# WORK TO BE COMPLETED
The entries below should be repeated exactly, with no pictures carried over.

[[ INFORMATION, beginning ]]

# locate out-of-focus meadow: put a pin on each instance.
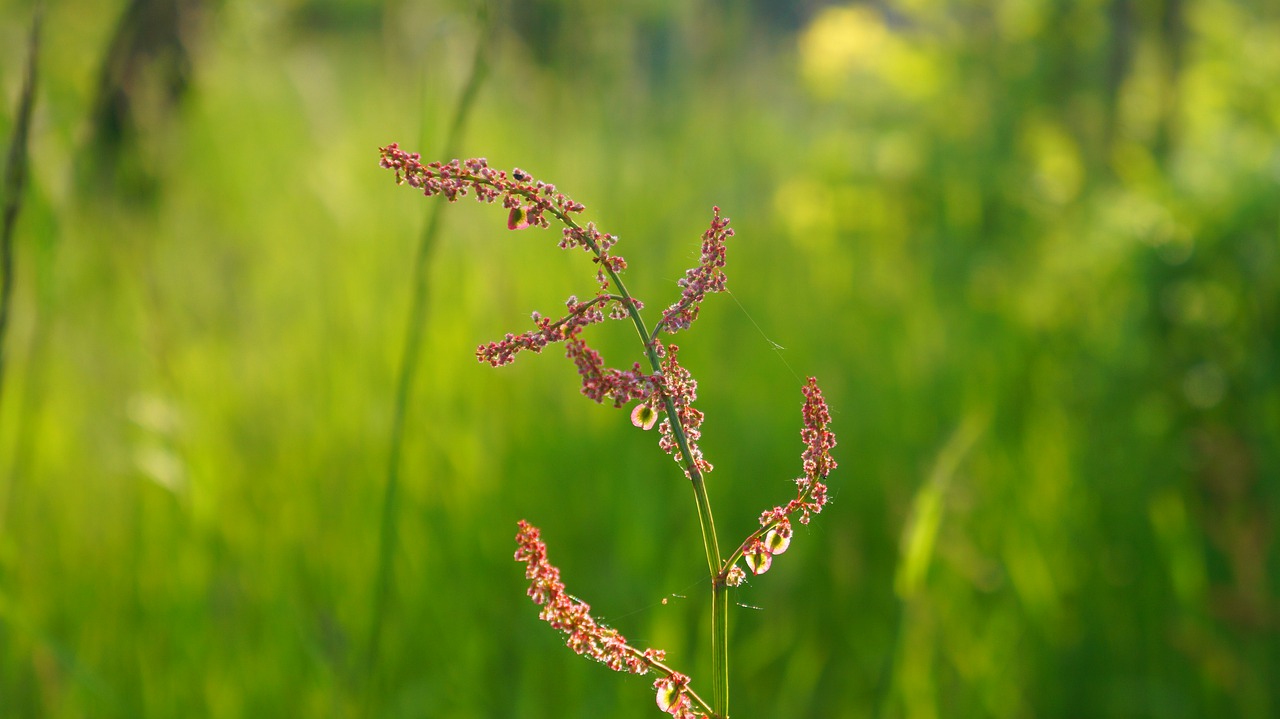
(1031, 250)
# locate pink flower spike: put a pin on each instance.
(517, 219)
(758, 558)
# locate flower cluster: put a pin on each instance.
(705, 278)
(681, 388)
(673, 696)
(775, 534)
(572, 616)
(528, 200)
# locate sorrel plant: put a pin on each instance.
(664, 389)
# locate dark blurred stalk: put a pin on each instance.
(412, 348)
(14, 182)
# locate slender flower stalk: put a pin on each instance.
(666, 389)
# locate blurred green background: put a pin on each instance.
(1031, 250)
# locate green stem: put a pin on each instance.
(714, 564)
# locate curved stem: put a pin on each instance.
(716, 567)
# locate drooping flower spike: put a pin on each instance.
(773, 537)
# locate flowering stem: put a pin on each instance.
(711, 544)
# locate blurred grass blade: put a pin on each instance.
(14, 182)
(412, 349)
(922, 527)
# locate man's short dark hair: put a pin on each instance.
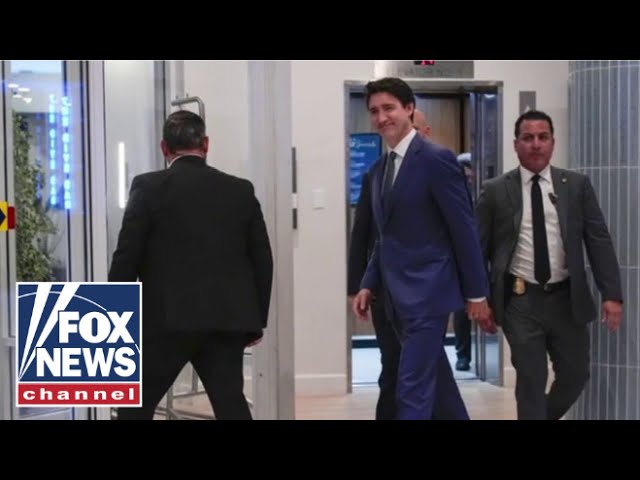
(533, 115)
(183, 130)
(393, 86)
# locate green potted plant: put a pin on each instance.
(33, 226)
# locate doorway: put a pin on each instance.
(466, 117)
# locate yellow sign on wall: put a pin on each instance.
(4, 216)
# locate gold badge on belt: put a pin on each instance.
(519, 286)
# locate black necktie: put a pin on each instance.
(542, 268)
(389, 172)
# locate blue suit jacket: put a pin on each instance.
(428, 249)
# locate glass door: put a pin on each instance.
(43, 174)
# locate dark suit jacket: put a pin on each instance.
(196, 239)
(363, 236)
(499, 212)
(428, 252)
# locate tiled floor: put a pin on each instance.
(483, 401)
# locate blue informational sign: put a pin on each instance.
(364, 150)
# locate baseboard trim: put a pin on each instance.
(321, 384)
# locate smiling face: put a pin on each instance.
(389, 117)
(534, 145)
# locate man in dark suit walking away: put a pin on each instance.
(196, 239)
(539, 288)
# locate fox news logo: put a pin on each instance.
(79, 344)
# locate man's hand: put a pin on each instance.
(481, 313)
(360, 304)
(612, 314)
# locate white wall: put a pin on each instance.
(130, 120)
(550, 79)
(320, 243)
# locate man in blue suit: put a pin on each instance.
(426, 235)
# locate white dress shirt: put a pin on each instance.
(522, 264)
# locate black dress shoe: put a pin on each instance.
(463, 365)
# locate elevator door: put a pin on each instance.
(485, 139)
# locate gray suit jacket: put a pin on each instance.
(499, 213)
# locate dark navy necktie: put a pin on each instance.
(390, 170)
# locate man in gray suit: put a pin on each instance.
(539, 287)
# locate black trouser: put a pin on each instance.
(462, 330)
(536, 323)
(389, 358)
(217, 359)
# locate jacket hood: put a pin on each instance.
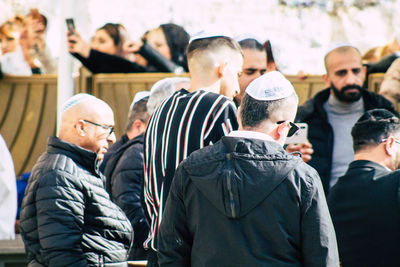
(236, 174)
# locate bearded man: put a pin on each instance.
(331, 113)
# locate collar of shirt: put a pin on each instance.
(251, 135)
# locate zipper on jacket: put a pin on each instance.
(229, 184)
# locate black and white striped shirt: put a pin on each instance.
(181, 124)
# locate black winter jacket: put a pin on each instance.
(67, 217)
(246, 202)
(320, 132)
(124, 172)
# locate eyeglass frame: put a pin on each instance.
(111, 128)
(293, 128)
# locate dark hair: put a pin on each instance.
(252, 44)
(117, 33)
(212, 43)
(137, 112)
(254, 111)
(372, 127)
(177, 40)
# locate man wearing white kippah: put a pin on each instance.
(67, 217)
(245, 201)
(331, 113)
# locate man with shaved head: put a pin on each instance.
(67, 217)
(190, 119)
(331, 113)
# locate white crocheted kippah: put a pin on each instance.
(270, 86)
(72, 101)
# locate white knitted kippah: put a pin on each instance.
(139, 96)
(72, 101)
(270, 86)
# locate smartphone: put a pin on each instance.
(70, 25)
(300, 137)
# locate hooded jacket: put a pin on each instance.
(67, 217)
(246, 202)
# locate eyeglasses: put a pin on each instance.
(111, 128)
(293, 128)
(395, 140)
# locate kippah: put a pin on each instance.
(243, 37)
(72, 101)
(208, 34)
(270, 86)
(139, 96)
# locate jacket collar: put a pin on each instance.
(86, 158)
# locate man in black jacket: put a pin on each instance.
(124, 174)
(67, 217)
(333, 111)
(365, 202)
(245, 201)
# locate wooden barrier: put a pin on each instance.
(28, 107)
(118, 90)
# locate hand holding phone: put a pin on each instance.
(70, 25)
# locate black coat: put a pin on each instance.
(67, 217)
(365, 209)
(124, 172)
(246, 202)
(320, 132)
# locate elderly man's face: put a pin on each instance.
(345, 75)
(98, 132)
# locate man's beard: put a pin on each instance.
(345, 96)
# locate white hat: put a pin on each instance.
(270, 86)
(72, 101)
(139, 96)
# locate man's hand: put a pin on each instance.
(305, 150)
(77, 45)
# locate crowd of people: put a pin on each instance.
(202, 175)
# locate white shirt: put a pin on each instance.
(8, 193)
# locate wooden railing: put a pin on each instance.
(28, 105)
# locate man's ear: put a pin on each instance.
(389, 146)
(326, 79)
(222, 69)
(79, 128)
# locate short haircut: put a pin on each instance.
(372, 127)
(163, 89)
(341, 50)
(253, 112)
(212, 44)
(137, 112)
(252, 44)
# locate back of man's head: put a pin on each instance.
(268, 99)
(251, 43)
(204, 53)
(373, 127)
(163, 89)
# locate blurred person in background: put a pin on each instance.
(8, 193)
(33, 43)
(155, 55)
(13, 60)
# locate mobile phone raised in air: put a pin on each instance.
(70, 25)
(300, 137)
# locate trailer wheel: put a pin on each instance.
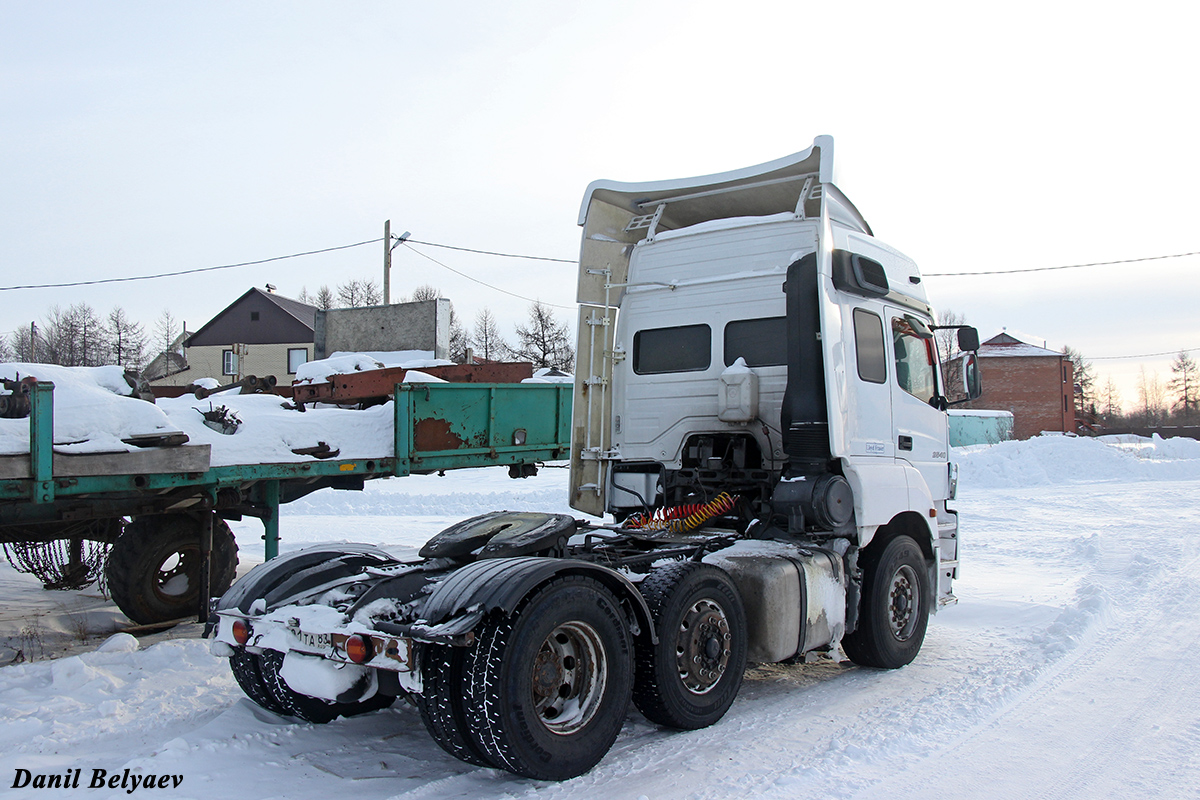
(894, 607)
(310, 709)
(547, 687)
(690, 678)
(442, 707)
(249, 674)
(154, 569)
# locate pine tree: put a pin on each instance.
(1085, 377)
(165, 332)
(1186, 384)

[[ INFORMATION, end ]]

# TASK RESULT
# locate out-of-focus meadow: put a pin on each instance.
(1031, 250)
# locate pink flower spike: put a pin on each instance.
(517, 219)
(758, 558)
# locate flower cluster: put a pin on each instance.
(705, 278)
(681, 388)
(673, 696)
(775, 534)
(572, 616)
(528, 200)
# locate sorrel plant: put a pin on each instance.
(664, 389)
# locate dark blurred stalk: put a pin on each instance.
(412, 348)
(14, 182)
# locate slender flower stalk: put a pin on each instance.
(666, 389)
# locate blurred green background: put a pin on each instance.
(1031, 250)
# locate green stem: put a pin on each instance.
(714, 564)
# locate curved stem: put a pin on each instance.
(716, 567)
# locate drooping flower spike: put a pin on each instance.
(773, 537)
# locate flowering stem: put a pin on each instance.
(711, 544)
# locate blurred grass blade: put a pin on each instance.
(14, 182)
(412, 349)
(922, 527)
# locate man's short dark hair: put a pin on each instance.
(533, 115)
(183, 130)
(393, 86)
# locate green potted plant: put a pin on each instance.
(33, 226)
# locate doorway: put a pin on each instance.
(466, 117)
# locate yellow sign on wall: put a pin on each instance.
(4, 216)
# locate gold badge on belt: put a pin on each instance.
(519, 286)
# locate black necktie: put a pin on each instance.
(542, 268)
(389, 172)
# locate blue suit jacket: put a pin on each instance.
(428, 249)
# locate glass door: put a pin on each instance.
(43, 174)
# locate dark suit jacket: put a pin on each instance.
(196, 239)
(363, 236)
(499, 212)
(428, 252)
# locate tiled floor: put a pin on each instance.
(483, 401)
# locate blue informational sign: put a pin on each instance.
(364, 150)
# locate baseboard trim: put a pin on each instance.
(321, 384)
# locate smiling face: put a pin on each instance.
(389, 117)
(534, 145)
# locate man in dark suit walking away: put a pin on each instance.
(196, 239)
(539, 288)
# locate fox news logo: put a pin on each instance.
(79, 344)
# locate man's hand: put a pin on each instance.
(481, 313)
(360, 304)
(612, 314)
# locate white wall: put a pin on each instance.
(130, 120)
(550, 79)
(320, 243)
# locate man in blue suit: put a pin on each instance.
(426, 235)
# locate white dress shirt: put a pin on each instance.
(522, 264)
# locate black dress shoe: put a pin on each instance.
(463, 365)
# locate elevator door: put a pin on each instance.
(485, 139)
# locate gray suit jacket: put a pin on each instance.
(499, 213)
# locate dark navy necktie: put a pin on each instance.
(390, 170)
# locate man in gray suit: put a pin on each instance.
(539, 287)
# locate black trouser: put a pin on each instance.
(462, 330)
(536, 323)
(389, 358)
(217, 359)
# locate jacket hood: put a pin on each instance.
(236, 174)
# locate bearded man: put a pin on each instance.
(331, 113)
# locate collar of shirt: put a pin on each instance.
(251, 135)
# locate zipper on jacket: put a pin on each instance.
(229, 184)
# locate black and white striped shirt: put a pin on each instance.
(181, 124)
# locate black winter jacket: put a pin on each instance.
(67, 217)
(246, 202)
(320, 132)
(124, 172)
# locate eyeglass frame: put a pin on each instance.
(111, 128)
(293, 128)
# locate dark hair: put a pin on each instance.
(252, 44)
(117, 33)
(212, 43)
(137, 112)
(254, 111)
(372, 127)
(177, 40)
# locate man wearing white kippah: put a pin on each instance.
(67, 217)
(245, 201)
(331, 113)
# locate man with shaved head: put a pin on each instance.
(67, 217)
(190, 119)
(331, 113)
# locate white crocheted kippah: put a pin on each instance.
(270, 86)
(72, 101)
# locate white knitted kippah: put a pin on each instance.
(139, 96)
(72, 101)
(270, 86)
# locate smartphone: put a pin on each instance.
(70, 25)
(300, 137)
# locate hooded jacket: put a pin on each instance.
(67, 217)
(246, 202)
# locate eyeglasses: put a pin on each instance.
(111, 128)
(293, 128)
(395, 140)
# locate kippah: put a pin on each instance.
(243, 37)
(72, 101)
(208, 34)
(270, 86)
(139, 96)
# locate jacket collar: put a pin on each instance.
(86, 158)
# locate man in black jacket: put a pin on each instance.
(124, 174)
(67, 217)
(333, 111)
(365, 202)
(245, 201)
# locate wooden barrier: put a pin on each instance.
(28, 107)
(118, 90)
# locate hand holding phone: put a pin on each instance.
(70, 25)
# locate black coat: put a pin on each instance.
(67, 217)
(365, 209)
(124, 172)
(246, 202)
(320, 132)
# locate elderly man's face: put a pin on each instance.
(345, 75)
(98, 132)
# locate man's beard: put a pin on each instance.
(345, 96)
# locate white hat: put a pin on each instance.
(270, 86)
(72, 101)
(139, 96)
# locate man's hand: put a pin on each instance.
(305, 150)
(77, 45)
# locate crowd of people: put a pin on each instance.
(202, 175)
# locate white shirt: put a pin on each instance.
(8, 193)
# locate wooden railing: put a pin on each instance.
(28, 105)
# locate man's ear: put a pin on each instance.
(389, 146)
(326, 79)
(222, 69)
(79, 128)
# locate short haircut: put a pin on each instance.
(372, 127)
(163, 89)
(341, 50)
(253, 112)
(212, 44)
(137, 112)
(252, 44)
# locate back of man's head: put a pin on each instance.
(268, 99)
(251, 43)
(204, 53)
(373, 127)
(163, 89)
# locate blurred person in background: put a pin on each instance.
(8, 193)
(33, 43)
(155, 55)
(13, 60)
# locate mobile phone raised in air: put a pin on each instance.
(70, 25)
(300, 137)
# locate trailer wheel: put a pin on each instance.
(894, 607)
(310, 709)
(547, 687)
(690, 678)
(442, 707)
(249, 674)
(154, 569)
# locate pine tree: put a pin on each instance.
(1085, 377)
(165, 332)
(1186, 384)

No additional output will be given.